Output, word for word, every line from the line with "segment compound eye" through the final line of the data below.

[Stored items]

☆ ☆ ☆ ☆ ☆

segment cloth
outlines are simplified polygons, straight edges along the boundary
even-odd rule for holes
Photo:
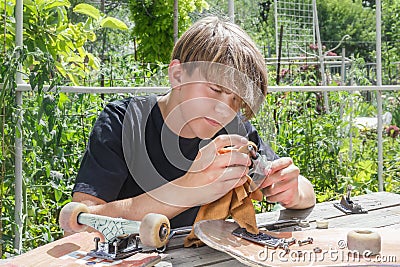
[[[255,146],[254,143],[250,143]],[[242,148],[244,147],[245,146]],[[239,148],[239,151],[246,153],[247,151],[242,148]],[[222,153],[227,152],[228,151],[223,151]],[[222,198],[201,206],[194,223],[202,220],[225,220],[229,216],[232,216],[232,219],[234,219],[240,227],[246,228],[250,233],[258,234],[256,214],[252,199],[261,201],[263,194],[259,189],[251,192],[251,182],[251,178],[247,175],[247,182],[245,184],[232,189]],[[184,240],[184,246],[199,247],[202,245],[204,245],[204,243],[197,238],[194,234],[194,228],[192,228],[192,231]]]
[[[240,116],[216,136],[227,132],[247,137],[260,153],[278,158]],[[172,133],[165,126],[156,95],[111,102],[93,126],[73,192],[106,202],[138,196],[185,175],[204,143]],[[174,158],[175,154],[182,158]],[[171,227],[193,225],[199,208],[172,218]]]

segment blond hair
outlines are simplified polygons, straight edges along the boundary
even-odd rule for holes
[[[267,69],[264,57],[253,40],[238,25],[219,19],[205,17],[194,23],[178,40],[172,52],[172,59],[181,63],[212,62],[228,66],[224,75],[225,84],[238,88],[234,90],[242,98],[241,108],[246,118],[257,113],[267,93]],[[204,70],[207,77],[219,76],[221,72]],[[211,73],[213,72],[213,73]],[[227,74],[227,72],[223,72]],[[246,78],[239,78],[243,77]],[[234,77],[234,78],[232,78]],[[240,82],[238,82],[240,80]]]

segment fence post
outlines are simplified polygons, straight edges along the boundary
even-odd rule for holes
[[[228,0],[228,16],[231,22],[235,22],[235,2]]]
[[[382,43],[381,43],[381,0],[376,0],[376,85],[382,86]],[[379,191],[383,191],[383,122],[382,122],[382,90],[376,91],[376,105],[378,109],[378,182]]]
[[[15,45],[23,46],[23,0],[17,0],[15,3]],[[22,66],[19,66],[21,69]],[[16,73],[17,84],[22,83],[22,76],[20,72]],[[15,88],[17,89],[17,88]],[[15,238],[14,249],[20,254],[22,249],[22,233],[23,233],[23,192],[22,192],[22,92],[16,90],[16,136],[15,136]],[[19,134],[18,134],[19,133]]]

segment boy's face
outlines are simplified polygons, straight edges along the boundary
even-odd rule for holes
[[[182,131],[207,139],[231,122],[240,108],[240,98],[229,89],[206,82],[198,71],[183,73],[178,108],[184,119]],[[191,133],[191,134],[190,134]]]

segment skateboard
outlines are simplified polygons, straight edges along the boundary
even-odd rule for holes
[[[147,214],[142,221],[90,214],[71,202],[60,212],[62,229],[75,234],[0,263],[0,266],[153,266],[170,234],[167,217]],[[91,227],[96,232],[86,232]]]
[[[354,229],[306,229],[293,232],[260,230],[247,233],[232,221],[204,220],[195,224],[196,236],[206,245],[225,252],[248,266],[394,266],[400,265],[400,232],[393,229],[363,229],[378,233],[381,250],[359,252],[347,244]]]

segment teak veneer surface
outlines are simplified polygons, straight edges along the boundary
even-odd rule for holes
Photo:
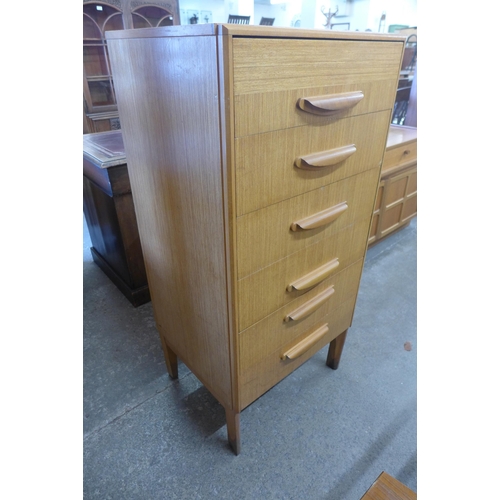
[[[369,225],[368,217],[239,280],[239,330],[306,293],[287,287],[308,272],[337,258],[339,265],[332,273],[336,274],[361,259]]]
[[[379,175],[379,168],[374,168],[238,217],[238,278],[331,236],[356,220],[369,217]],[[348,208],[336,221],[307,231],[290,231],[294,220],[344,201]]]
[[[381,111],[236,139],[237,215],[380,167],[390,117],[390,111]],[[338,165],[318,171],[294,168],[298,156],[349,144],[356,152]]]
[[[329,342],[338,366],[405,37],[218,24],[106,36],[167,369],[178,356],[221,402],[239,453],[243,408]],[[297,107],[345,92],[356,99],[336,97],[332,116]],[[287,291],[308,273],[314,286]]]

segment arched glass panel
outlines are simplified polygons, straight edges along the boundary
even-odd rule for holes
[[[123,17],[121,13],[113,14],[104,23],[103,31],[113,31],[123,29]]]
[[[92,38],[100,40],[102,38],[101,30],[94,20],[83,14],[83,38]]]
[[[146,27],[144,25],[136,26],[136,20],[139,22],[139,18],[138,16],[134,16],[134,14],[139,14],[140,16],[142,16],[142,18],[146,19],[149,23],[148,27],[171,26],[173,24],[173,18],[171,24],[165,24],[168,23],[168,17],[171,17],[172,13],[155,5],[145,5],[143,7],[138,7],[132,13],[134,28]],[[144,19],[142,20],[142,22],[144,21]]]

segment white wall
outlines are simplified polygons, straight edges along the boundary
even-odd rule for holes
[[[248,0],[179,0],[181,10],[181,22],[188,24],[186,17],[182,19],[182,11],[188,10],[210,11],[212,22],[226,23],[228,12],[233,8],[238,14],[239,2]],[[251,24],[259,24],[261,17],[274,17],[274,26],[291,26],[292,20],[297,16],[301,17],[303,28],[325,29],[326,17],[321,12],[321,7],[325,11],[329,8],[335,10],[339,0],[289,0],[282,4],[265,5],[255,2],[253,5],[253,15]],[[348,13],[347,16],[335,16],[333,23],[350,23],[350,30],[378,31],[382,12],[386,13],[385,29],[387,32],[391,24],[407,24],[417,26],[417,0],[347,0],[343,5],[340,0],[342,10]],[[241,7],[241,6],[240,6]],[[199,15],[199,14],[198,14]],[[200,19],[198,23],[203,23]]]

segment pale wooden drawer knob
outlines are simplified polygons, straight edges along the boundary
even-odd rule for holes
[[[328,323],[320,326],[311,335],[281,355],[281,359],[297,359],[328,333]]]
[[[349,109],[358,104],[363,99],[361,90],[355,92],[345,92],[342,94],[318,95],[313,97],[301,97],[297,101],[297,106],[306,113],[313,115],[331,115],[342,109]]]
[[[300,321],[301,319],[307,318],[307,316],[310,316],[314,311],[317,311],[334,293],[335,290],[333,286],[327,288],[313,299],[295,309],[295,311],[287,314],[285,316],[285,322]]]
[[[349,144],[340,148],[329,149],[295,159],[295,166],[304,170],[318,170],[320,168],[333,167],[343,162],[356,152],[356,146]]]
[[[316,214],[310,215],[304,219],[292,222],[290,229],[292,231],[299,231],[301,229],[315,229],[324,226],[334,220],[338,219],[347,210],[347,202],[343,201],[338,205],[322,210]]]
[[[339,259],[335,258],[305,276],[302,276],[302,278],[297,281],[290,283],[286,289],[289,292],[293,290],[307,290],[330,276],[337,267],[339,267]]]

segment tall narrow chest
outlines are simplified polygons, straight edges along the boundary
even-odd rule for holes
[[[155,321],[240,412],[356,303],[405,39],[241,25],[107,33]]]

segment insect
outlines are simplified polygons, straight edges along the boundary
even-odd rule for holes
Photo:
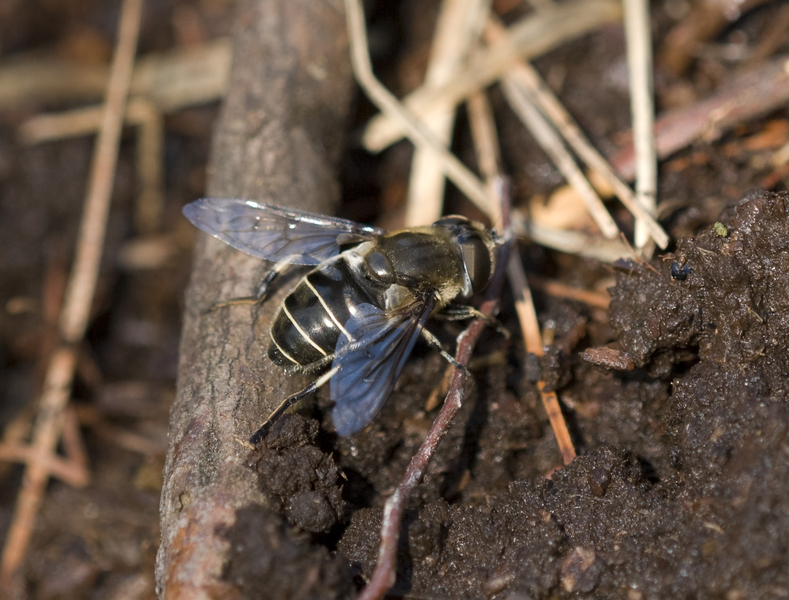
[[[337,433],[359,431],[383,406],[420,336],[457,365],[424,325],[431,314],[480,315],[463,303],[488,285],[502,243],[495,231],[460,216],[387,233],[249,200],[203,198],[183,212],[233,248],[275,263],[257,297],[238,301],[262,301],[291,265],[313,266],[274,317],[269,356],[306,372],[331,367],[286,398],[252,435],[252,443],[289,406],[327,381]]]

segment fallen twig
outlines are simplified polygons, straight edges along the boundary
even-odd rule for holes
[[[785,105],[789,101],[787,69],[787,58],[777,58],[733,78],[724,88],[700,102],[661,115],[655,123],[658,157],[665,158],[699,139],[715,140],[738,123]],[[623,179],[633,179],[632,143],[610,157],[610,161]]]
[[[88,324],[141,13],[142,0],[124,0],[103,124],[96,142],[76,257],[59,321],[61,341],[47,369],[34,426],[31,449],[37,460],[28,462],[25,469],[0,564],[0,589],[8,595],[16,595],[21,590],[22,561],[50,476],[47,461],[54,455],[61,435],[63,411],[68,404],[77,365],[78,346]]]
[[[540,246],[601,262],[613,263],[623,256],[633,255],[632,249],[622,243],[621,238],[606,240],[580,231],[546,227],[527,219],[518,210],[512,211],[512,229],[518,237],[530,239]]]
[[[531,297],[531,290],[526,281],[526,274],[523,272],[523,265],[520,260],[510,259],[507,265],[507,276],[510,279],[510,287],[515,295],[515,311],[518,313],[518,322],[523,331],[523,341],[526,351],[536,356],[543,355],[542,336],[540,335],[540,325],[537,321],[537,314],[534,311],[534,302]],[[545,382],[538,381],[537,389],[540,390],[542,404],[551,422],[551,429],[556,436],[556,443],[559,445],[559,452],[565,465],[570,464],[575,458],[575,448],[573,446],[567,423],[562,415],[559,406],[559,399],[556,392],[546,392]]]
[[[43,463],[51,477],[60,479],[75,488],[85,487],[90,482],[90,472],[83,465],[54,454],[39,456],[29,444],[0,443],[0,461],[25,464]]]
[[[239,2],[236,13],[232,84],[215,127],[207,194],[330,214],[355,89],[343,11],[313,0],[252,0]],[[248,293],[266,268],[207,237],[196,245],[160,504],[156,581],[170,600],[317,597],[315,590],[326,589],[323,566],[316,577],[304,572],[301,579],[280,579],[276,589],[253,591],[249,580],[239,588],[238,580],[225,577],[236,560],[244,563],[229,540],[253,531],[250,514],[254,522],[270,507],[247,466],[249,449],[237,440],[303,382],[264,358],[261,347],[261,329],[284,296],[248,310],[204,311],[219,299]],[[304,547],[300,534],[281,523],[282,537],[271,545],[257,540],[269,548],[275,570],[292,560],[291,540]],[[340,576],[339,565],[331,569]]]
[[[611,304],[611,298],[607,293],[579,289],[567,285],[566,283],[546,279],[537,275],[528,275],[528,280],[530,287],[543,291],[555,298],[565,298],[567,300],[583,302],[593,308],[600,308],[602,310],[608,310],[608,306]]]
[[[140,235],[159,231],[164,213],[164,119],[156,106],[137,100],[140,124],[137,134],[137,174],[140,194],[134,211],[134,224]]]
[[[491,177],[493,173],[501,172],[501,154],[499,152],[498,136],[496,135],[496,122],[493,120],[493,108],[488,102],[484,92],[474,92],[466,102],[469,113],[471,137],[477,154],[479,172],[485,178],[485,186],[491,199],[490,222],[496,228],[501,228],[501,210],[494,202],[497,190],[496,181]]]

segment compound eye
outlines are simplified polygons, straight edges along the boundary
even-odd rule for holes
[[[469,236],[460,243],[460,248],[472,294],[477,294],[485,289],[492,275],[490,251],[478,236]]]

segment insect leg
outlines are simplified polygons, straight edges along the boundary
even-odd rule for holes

☆ ☆ ☆ ☆ ☆

> [Response to this exercise]:
segment compound eye
outlines are simplified polygons, straight edges along the boundary
even-odd rule for holes
[[[469,236],[460,243],[460,248],[472,294],[477,294],[485,289],[492,275],[490,251],[478,236]]]

segment insect leg
outlines are simplified polygons, straight edges along the boundary
even-odd rule for holes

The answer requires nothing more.